### SELECTED TEXT
○ ○ ○ ○ ○

Although research on the art market from an economic and financial perspective has been conducted for decades, the use of machine-learning techniques to estimate the price indices of artworks is relatively new. In the literature, to improve the price prediction performance while giving up some explanatory power for explaining and understanding the economic phenomena in the art market, machine-learning algorithms more complex than the traditional methods for obtaining the price indices of artworks have been utilized. One approach is to use neural networks to reflect the visual characteristics of artworks. CNNs have been widely applied to extract the image features of artwork [10, 12]. However, in [10, 12], the use of the visual characteristics of artworks failed to improve the prediction performance, and in [12], it was found that image-based prediction may not be as effective as text-based prediction. In [24], various decision tree-based ensemble algorithms, such as random forest, gradient-boosted trees, and XGBoost, were used for the price prediction of artworks in the Korean auction market. It was found that the prices predicted by the trained models were more accurate than the presale auction estimates.

3. Data and methodology

This section describes the data and explanatory variables and outlines the proposed methodology and experimental procedure.

3.1 Data

Korean art auction market data were collected from K-Artprice site.2

²
http://kartprice.net/.

The K-Artprice site was the first website in South Korea to provide the auction prices of various artworks sold in eight Korean auction houses. From this site, we collected the auction information of artworks knocked down from January 2016 to June 2021, including the price, author, bidding date, auction house, title, size, genre, and medium. This dataset included information on a few artworks created during the Joseon Dynasty, but we only used data for modern and contemporary artworks. In addition, we only selected paintings and prints and excluded other types of artworks, such as sculptures and craftwork, from the collected data. To utilize visual features of the artworks, we also excluded artworks whose images were not provided in the K-Artprice site. Finally, the total number of paintings used in this study was 20,071, which accounted for approximately 92% of the total data.

To increase the explanatory power of the prediction model for the auction sales prices of artworks, instead of introducing dummy variables for authors, we collected additional information related to different authors, such as solo or group exhibition records and award histories. Table 1 presents the explanatory non-visual variables used in this study. In addition, we extracted the visual features of individual artworks from images of artworks, and the method to extract the visual features is described in Section 3.2.2.

Table 1

Description for input features

Category	Variable	Description
Artwork	is_painting	Variable indicating whether the artwork is a painting (painting $=$ 1, print $=$ 0)
	support_[X]	Variable indicating the support medium of the artwork (X represents the support medium, e.g., canvas, paper, fabric, hardboard, wood, silver paper, or metal)
	media_[X]	Variable indicating the medium of the artwork (X represents the medium, e.g., oil, pencil, ink, watercolor, enamel, oil pastel, pigment, or acrylic paint)
	elapsed	Number of time (in years) from the production of the artwork to the day of the auction
	area	Size of the artwork (cm²)

○ ○ ○ ○ ○

### DATASET CONTENT
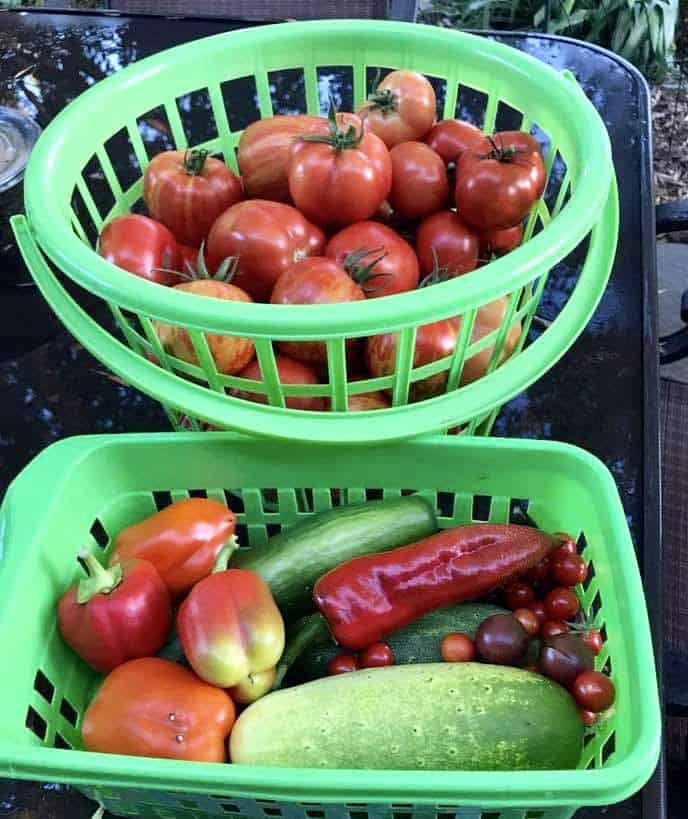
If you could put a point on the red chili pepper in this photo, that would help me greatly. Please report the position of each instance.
(115, 614)
(369, 597)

○ ○ ○ ○ ○

### WORK TO DO
- A) Using the excerpt on predicting artwork prices, answer the following:
(i) Which decision tree-based ensemble algorithms were used in [24]?
(ii) Over what period were the auctioned artworks collected from the K-Artprice site?
(iii) How many paintings were used in the study?
- B) Reproduce the part of the excerpt on predicting artwork prices that opens with the words "To increase the" and closes with "print $=$ 0)".

### WRITTEN ANSWERS
- A)
(i) Random forest, gradient-boosted trees, and XGBoost.
(ii) January 2016 to June 2021.
(iii) 20,071.

- B)
To increase the explanatory power of the prediction model for the auction sales prices of artworks, instead of introducing dummy variables for authors, we collected additional information related to different authors, such as solo or group exhibition records and award histories. Table 1 presents the explanatory non-visual variables used in this study. In addition, we extracted the visual features of individual artworks from images of artworks, and the method to extract the visual features is described in Section 3.2.2.

Table 1

Description for input features

Category	Variable	Description
Artwork	is_painting	Variable indicating whether the artwork is a painting (painting $=$ 1, print $=$ 0)